SHORT EXERCISE >>
Could you retype the following data line for line, with no changes at all?

[START OF DATA EXTRACT]

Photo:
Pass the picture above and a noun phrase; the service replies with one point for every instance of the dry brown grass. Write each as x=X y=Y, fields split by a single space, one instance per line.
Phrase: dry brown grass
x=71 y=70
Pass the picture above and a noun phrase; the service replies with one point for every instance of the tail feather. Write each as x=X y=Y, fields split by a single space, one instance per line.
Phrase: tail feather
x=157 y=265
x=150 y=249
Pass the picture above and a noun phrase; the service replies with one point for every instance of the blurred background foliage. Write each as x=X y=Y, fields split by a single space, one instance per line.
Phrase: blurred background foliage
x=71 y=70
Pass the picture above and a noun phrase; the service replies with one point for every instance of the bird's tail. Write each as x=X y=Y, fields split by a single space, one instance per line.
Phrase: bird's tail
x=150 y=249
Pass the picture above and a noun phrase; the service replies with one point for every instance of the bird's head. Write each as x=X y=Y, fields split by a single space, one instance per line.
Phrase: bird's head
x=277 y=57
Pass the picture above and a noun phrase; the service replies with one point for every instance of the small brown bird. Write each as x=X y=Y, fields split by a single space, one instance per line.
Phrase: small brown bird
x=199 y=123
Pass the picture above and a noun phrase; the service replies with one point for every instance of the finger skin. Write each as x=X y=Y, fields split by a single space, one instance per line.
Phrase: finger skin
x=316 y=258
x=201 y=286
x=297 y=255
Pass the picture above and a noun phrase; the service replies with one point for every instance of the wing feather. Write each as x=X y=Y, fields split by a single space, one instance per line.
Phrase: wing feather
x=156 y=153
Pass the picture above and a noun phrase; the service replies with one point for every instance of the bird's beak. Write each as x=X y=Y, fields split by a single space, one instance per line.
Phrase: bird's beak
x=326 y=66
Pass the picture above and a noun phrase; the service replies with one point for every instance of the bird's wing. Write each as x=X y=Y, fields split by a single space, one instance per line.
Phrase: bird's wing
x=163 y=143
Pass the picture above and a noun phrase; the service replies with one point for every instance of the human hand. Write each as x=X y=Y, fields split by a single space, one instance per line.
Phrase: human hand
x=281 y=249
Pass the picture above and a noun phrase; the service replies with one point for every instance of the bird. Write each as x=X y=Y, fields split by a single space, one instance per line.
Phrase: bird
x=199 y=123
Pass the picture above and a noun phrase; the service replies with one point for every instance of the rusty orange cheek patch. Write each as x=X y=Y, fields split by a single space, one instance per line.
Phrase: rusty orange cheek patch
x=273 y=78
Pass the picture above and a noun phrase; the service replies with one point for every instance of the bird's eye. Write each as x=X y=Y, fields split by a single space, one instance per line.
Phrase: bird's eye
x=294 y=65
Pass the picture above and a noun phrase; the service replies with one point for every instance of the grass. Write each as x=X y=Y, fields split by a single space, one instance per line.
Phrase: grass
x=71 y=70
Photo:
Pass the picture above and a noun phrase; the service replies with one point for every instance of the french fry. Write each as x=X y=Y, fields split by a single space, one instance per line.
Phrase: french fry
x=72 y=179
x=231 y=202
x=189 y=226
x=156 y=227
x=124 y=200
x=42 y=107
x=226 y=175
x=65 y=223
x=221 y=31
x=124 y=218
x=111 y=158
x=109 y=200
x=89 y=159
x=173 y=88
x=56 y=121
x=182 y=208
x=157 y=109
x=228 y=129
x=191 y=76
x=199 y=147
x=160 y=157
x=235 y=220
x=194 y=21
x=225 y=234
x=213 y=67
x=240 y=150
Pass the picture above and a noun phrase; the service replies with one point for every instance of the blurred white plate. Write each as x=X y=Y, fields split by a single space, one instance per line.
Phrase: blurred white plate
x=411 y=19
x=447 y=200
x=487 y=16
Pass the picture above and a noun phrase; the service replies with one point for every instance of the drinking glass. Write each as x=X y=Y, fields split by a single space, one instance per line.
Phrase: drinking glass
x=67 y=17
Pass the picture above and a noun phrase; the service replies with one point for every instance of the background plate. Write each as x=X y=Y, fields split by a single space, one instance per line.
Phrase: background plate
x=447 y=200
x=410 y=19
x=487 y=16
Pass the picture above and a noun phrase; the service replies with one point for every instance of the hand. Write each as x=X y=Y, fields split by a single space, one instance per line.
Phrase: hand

[END OF DATA EXTRACT]

RESULT BELOW >>
Photo:
Pass the picture above and a noun phrase; the service replies with one point for every instance of the dry brown grass. Write each as x=X y=Y, fields split by a single space, one instance per line.
Phrase: dry brown grass
x=71 y=70
Pass the picture above and a noun phrase; the service replies with one point for every instance of the tail feather. Write each as x=X y=Y, fields split by a single space, one instance per line.
Phrase: tail feather
x=157 y=265
x=150 y=249
Pass the picture above and a noun phrase; the service replies with one point for every instance of the blurred background foliage. Write each as x=X y=Y, fields split by a single space, one instance per line.
Phrase: blurred background foliage
x=71 y=70
Pass the picture above and a noun phrase; the service replies with one point for every instance of the bird's tail. Write each as x=X y=Y, fields split by a single space, one instance per line.
Phrase: bird's tail
x=150 y=249
Pass the picture above and a noun phrase; the service replies with one point for every instance of the bird's head. Write each as x=X y=Y, fields split by a single space, one instance per line.
Phrase: bird's head
x=277 y=57
Pass the picture above and a noun phrase; the service replies with one point for every instance of the small brown bird. Write each as x=X y=Y, fields split by a single space, one instance per line.
Phrase: small brown bird
x=199 y=123
Pass the picture above and a noun phrase; the service replies with one point for every instance of the finger skin. Write each as x=X y=Y, fields split by a single space, one instance per line.
Phrase: finger skin
x=316 y=258
x=201 y=286
x=297 y=255
Pass the picture above and a noun phrase; the service replies with one point for every instance of the wing feather. Write each as x=X y=Y, fields split by a single space, one instance per line.
Phrase: wing feather
x=156 y=153
Pass the picture above and a noun phrase; the service replies with one point for every instance of the bird's beak. Write each as x=X y=Y, fields split by a single space, one instance per line.
Phrase: bird's beak
x=326 y=66
Pass the picture above and a noun phrase; the service replies with one point for every instance of the bird's wing. Write each as x=X y=Y, fields split by a single space, one instance per line.
Phrase: bird's wing
x=163 y=143
Pass the picture above and a noun phrase; the service replies with one point for every instance of the human hand. Write each as x=X y=Y, fields split by a single space, one instance per line.
Phrase: human hand
x=281 y=249
Pass the picture above and a noun phrase; the service replies with one point for every instance of the bird. Write each as x=X y=Y, fields split by a single space, one instance per line.
Phrase: bird
x=199 y=123
Pass the picture above and a noun phrase; the service replies with one point for every instance of the rusty orange cheek patch. Write each as x=X y=Y, fields split by a single space, one instance per line.
Phrase: rusty orange cheek patch
x=273 y=78
Pass the picture above and a noun phrase; the service replies with one point for every instance of the bird's eye. Write each as x=X y=Y, fields split by a single space, one instance per line.
Phrase: bird's eye
x=294 y=65
Pass the picture above and a noun phrase; the service replies with one point for every instance of the grass. Write each as x=X y=Y, fields split by a single space, one instance per line.
Phrase: grass
x=71 y=70
Photo:
Pass the picture above and a noun phrase; the service replies with one point for every instance of the french fry. Write each as x=X y=Y, fields split by a single space, one instance per line.
Phrase: french fry
x=72 y=179
x=231 y=202
x=189 y=226
x=156 y=227
x=124 y=200
x=42 y=107
x=226 y=175
x=65 y=223
x=221 y=31
x=124 y=218
x=111 y=158
x=109 y=200
x=89 y=159
x=173 y=88
x=56 y=121
x=182 y=208
x=157 y=109
x=228 y=129
x=191 y=76
x=199 y=147
x=160 y=157
x=235 y=220
x=194 y=21
x=225 y=234
x=213 y=67
x=240 y=150
Pass the picture above and a noun phrase; the service replies with one point for every instance of the blurred white plate. Write each as x=X y=Y, fields split by a single space, one instance per line.
Phrase: blurred white plate
x=411 y=19
x=447 y=200
x=487 y=16
Pass the picture above and a noun phrase; the service replies with one point for every instance of the drinking glass. Write each as x=X y=Y, fields split by a single space, one instance per line.
Phrase: drinking glass
x=67 y=17
Pass the picture above and a noun phrase; the service replies with one point for every instance of the background plate. Write each as x=X y=Y, fields split by a single space, one instance per line.
Phrase: background plate
x=447 y=200
x=410 y=19
x=487 y=16
Pass the picture above and a noun phrase; the service replies with one point for every instance of the hand. Write each as x=X y=Y, fields split by a single space, one instance per line.
Phrase: hand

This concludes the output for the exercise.